> _Page text_
↓↓↓

# Tasks


These are my solutions to the Tasks assessment for Machine Learning and Statistics in 2020. The author is Katarzyna Chmielowiec-Connell (G00376370@gmit.ie)

***

### Task 1: Calculate a square root

***

In  Python we can calculate the square root of a number in many different ways but in this task the aim is to calculate the square root without using a built in Python library. One of the method that can be used for that purpose is the Netwon' method.

Every real nuber has 2 square roots. The most common analytical methods in finding the square root are iterative and require two steps: finding a suitable starting value, followed by iterative refinement until termination criteria is met. The most suitable method for programmatic calculation is Newton's method which is based on a property of the derivative in the calculus [1, 2, 3, 4].

To find the square root $b$ of a number $x$ we can use the following equation. 

$$ b_{next} = b - \frac{b^2 - x}{2b}  $$

With only a few iterations one can obtain a solution accurate to many decimal places. 



#### Code

In [7]:
# code adopted from https://web.microsoftstream.com/video/0519941d-9f8b-4ae1-8935-6711117cf8fe 

# definition of the function sqrt_2
def sqrt_2(x):
    """
    # A function to calculate a square root of a number  
    """
    # divide x by 2 to get the initial guess (the starting value)
    b = x / 2
    #Loop until happy with the accuracy.
    while abs(x - (b * b)) > 0.001:
        # starting with guess b, calculate a better b guess based on how close squareroot b is to x
        b -= (b * b - x) / (2 * b)
    #Return the (approximate) square root of x.
    return b

##### Tests of the function

Here we test the function with some known values.

In [8]:
#Test the function on number 2
sqrt_2(2)

1.4142156862745099

In [9]:
# import math library to compare the results 
import math
math.sqrt(2)

↑↑↑

> _Data lines_
↓↓↓

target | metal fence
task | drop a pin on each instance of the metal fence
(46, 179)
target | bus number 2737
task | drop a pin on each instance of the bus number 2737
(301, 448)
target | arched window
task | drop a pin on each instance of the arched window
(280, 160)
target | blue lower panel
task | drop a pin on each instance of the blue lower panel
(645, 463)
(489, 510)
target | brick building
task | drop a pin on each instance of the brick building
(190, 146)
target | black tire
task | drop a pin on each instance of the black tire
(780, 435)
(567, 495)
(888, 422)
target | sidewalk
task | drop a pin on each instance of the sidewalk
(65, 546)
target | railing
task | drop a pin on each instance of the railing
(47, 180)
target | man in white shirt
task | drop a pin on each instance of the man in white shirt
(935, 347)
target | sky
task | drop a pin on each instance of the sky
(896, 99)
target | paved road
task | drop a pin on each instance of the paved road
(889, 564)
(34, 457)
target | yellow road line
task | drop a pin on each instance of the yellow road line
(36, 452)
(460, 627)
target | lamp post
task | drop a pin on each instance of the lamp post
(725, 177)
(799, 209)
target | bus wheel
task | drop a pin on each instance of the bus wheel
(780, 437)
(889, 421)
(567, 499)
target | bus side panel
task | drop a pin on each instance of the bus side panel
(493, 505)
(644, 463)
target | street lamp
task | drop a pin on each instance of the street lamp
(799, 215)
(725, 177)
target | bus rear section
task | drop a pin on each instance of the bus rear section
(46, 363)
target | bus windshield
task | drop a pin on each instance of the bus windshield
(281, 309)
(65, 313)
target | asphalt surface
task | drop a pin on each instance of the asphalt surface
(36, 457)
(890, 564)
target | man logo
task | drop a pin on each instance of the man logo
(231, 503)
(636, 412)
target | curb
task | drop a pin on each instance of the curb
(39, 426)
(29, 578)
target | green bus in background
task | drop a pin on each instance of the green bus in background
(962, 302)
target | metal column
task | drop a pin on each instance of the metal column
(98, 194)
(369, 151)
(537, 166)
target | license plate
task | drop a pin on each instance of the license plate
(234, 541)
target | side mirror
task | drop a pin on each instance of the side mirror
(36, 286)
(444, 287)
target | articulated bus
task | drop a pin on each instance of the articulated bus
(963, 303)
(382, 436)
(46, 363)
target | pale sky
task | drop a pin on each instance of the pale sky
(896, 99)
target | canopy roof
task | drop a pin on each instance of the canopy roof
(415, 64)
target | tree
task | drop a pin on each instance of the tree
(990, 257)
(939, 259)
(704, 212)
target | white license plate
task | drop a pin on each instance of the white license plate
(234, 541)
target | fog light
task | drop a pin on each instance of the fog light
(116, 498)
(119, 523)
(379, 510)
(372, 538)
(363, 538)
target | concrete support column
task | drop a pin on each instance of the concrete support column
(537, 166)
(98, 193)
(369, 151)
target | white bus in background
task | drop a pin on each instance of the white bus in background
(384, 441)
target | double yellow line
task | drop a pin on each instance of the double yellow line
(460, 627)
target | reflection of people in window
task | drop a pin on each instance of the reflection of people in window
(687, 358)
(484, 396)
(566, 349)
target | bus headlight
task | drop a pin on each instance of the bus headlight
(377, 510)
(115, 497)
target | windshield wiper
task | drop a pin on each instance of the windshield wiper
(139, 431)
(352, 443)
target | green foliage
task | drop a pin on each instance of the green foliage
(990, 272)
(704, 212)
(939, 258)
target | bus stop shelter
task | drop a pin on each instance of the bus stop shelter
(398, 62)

↑↑↑
↓↓↓

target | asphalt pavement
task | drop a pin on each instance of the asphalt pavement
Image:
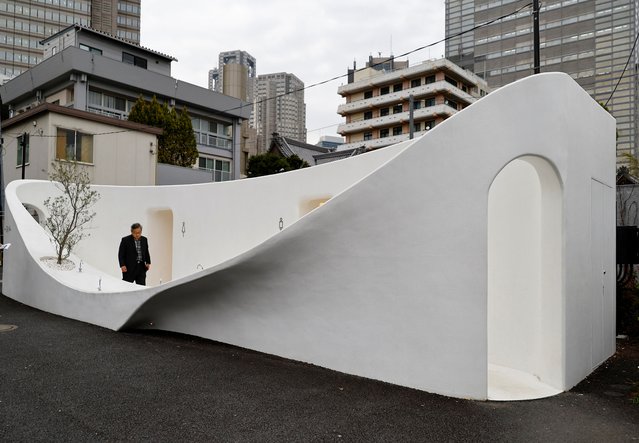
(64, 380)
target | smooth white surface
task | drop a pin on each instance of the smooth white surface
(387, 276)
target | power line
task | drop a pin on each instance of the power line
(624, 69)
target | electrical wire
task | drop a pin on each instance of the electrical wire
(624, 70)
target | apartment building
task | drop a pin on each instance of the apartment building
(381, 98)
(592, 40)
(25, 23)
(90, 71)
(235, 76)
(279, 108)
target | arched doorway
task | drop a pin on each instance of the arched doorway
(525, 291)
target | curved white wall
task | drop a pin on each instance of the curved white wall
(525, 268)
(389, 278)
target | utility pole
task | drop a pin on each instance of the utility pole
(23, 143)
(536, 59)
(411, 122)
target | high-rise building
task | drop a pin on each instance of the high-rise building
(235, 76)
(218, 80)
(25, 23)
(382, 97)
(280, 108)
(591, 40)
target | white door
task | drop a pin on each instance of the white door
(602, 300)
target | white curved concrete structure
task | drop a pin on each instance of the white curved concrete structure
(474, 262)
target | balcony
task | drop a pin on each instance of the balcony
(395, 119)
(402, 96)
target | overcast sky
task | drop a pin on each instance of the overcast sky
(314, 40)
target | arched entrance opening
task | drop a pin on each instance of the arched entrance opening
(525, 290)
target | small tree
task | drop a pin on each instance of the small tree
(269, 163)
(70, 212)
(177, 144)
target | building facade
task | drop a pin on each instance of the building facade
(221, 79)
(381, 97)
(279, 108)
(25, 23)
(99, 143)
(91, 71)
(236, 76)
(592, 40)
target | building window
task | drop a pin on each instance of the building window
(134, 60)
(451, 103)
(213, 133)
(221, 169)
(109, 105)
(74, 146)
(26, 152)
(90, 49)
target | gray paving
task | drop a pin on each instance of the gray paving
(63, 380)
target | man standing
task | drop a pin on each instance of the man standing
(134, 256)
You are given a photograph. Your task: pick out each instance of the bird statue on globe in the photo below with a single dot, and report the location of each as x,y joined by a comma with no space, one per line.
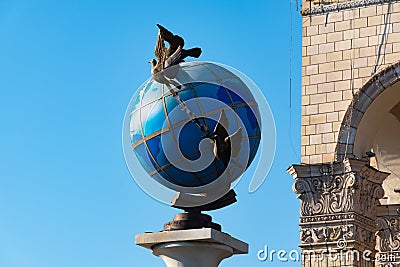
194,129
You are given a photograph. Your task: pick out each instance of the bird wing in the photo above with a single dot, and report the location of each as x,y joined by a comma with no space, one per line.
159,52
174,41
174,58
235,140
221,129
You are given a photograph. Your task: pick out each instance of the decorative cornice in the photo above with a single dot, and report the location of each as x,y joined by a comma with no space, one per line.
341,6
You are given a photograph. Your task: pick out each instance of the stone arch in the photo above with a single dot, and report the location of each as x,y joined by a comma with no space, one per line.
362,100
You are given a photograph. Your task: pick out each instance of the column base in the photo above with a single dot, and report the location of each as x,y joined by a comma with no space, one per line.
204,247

↑↑↑
↓↓↓

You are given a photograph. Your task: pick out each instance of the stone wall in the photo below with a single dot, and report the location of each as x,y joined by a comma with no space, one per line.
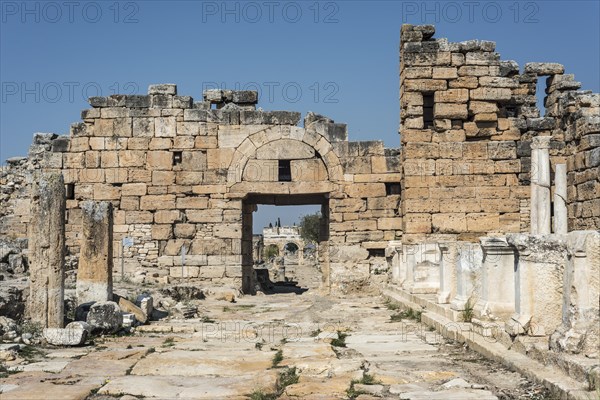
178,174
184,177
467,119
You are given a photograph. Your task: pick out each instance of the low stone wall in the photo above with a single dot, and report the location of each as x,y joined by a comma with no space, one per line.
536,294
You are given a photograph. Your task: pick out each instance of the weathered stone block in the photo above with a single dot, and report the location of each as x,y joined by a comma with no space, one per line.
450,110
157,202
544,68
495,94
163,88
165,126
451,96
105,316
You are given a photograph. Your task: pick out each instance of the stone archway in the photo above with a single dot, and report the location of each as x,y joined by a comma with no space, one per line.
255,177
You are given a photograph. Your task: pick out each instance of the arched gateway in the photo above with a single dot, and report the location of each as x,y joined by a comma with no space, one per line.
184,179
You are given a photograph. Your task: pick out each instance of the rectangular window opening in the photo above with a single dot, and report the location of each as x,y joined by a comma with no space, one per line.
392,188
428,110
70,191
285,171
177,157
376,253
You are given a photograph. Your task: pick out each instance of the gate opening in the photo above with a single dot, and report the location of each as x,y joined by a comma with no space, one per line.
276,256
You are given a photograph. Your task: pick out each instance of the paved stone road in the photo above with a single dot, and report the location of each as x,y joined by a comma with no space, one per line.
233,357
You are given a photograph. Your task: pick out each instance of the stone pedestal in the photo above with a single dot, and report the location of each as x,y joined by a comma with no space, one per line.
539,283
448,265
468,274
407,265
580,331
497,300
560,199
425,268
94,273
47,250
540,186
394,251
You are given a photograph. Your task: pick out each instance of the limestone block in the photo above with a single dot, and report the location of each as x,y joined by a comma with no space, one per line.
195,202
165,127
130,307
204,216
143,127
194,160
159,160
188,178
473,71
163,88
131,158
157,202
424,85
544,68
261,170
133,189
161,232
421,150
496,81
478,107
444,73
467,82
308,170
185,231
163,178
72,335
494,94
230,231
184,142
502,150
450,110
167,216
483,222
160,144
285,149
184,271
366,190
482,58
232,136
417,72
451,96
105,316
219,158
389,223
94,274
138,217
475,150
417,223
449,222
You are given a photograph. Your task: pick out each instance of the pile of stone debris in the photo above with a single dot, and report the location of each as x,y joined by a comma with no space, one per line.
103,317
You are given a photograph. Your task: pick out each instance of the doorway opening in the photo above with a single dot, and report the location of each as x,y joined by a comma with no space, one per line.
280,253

↑↑↑

> _Objectives_
• a. In the square root page text, how does the function sqrt_2 get its starting value?
• b. Continue the square root page text from the point where it stops.

> _Exercise answers_
• a. It divides x by 2.

• b.
1.4142135623730951

The function works correctly but it only displays 16 decimal places. To display hundres places, the following code was adopted:

In [40]:
# Code adapt from https://rosettacode.org/wiki/Integer_roots#Python
# defined function sqrt2
def sqrt2(x):

# set y to be a large integer
    y = 2*100**x
# set starting value as 1    
    x_1 = 1 
    
# calculate the second step of approximation    
    x_2 = (x_1 + y // (x_1)) // 2     

    # using while loop get better guess of approximation
    while x_1 != x_2:   
        x_1 = x_2    
        x_2 = (x_2 + y // x_2) // 2
        
#format the result to display decimal places   
    result = f'{x_2  // 10**100}.{x_2  % 10**100:0100d}'
    return result

In [41]:
root = sqrt2(100)
print(root)

1.4142135623730950488016887242096980785696718753769480731766797379907324784621070388503875343276415727


##### Conclusion
In the Newton’s-method we converge towards the desired result but never reach it in a finite number
of steps. How fast we can converge is a key question.



##### References 

[1] A Tour of Go; Exercise: Loops and Functions; https://tour.golang.org/flowcontrol/8   

[2] Newton's method; Wikipedia; https://en.wikipedia.org/wiki/Newton%27s_method

[3] Methods of computing square roots; Wikipedia; https://en.wikipedia.org/wiki/Methods_of_computing_square_roots

[4] Getting started with task assessment; Ian McLoughlin;
https://web.microsoftstream.com/video/0519941d-9f8b-4ae1-8935-6711117cf8fe 

[5] math.mit.edu, "newton-sqrt", [online], https://math.mit.edu/~stevenj/18.335/newton-sqrt.pdf

[6] apod.nasa.gov, "sqrt2", [online], https://apod.nasa.gov/htmltest/gifcity/sqrt2.1mil   

[7] Integer Roots [online] https://rosettacode.org/wiki/Integer_roots#Python

***

### Task 2: Chi-squared test  of Independence
***

####  Chi-square test
***
The Chi-Square Test of Independence allow to check if there is an association between categorical variables (i.e., whether the variables are independent or related). It is a nonparametric test. This test is also known as Chi-Square Test of Association.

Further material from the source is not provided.